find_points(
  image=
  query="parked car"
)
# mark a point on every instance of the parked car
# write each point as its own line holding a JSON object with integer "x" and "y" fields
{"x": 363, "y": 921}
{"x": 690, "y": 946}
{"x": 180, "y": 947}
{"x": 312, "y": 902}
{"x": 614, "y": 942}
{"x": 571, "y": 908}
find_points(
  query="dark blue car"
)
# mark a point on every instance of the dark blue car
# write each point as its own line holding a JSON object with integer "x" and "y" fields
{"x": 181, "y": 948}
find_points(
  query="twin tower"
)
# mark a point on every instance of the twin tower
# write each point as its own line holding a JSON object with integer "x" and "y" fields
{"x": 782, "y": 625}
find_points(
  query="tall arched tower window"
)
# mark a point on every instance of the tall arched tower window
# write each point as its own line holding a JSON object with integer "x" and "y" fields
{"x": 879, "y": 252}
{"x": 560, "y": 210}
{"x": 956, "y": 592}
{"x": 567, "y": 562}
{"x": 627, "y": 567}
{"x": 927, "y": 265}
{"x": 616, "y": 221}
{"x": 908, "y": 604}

============================================================

▶ _What this task involves_
Without changing a word, restate the whole listing.

▶ _Completed exercise_
find_points(
  image=
  query="parked car"
)
# mark a point on every instance of the parked car
# write each point as its own line holding a JSON object with integer "x" and "y" fields
{"x": 363, "y": 921}
{"x": 690, "y": 946}
{"x": 180, "y": 947}
{"x": 312, "y": 902}
{"x": 614, "y": 942}
{"x": 571, "y": 908}
find_points(
  query="dark blue car"
)
# mark a point on every instance of the dark blue car
# write each point as its own line holding a JSON object with integer "x" and "y" fields
{"x": 181, "y": 948}
find_points(
  query="twin tower"
)
# mark a point on every instance of the twin tower
# write each point as its own line holding a JSON object with integer "x" and "y" fields
{"x": 782, "y": 625}
find_points(
  query="tall arched tower window"
)
# mark a point on every instance of the tall arched tower window
# write each point as its own line holding a JSON object with integer "x" and "y" fields
{"x": 879, "y": 252}
{"x": 560, "y": 210}
{"x": 956, "y": 592}
{"x": 567, "y": 562}
{"x": 627, "y": 567}
{"x": 927, "y": 265}
{"x": 616, "y": 221}
{"x": 908, "y": 604}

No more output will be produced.